> [TASK ITEM]: Your answer should consist of each line from the data below that contains "grass".

> [RECORDS]:
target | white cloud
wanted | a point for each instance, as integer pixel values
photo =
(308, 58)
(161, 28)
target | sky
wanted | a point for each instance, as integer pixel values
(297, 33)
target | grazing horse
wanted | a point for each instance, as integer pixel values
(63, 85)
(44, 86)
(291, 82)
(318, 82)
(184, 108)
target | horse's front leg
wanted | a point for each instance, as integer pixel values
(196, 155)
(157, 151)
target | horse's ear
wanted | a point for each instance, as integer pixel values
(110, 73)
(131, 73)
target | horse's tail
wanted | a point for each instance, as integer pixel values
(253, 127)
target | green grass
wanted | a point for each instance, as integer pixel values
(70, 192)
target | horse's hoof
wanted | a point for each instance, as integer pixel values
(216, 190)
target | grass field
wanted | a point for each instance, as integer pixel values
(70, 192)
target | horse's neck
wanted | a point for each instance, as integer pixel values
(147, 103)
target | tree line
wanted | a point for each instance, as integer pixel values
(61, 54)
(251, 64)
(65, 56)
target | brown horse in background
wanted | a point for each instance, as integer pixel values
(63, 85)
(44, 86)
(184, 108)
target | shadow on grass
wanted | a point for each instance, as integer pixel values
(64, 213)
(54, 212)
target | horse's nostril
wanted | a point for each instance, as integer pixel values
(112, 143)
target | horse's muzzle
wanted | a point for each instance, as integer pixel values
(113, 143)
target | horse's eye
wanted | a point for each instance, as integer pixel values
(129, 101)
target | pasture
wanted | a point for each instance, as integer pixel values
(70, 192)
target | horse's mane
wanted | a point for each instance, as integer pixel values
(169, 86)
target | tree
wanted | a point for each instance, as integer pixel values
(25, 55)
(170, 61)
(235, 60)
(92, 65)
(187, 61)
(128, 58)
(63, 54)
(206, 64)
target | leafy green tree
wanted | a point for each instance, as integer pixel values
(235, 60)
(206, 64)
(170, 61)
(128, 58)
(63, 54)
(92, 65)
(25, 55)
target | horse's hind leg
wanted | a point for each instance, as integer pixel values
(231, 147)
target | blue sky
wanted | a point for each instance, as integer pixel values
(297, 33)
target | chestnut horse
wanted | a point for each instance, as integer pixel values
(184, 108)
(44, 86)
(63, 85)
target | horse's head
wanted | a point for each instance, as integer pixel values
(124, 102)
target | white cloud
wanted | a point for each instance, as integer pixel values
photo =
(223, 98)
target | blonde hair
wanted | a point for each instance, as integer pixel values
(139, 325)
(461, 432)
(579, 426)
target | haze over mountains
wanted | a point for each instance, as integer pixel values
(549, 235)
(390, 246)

> [SOLVED EXERCISE]:
target | green grass
target | grass field
target | shadow on grass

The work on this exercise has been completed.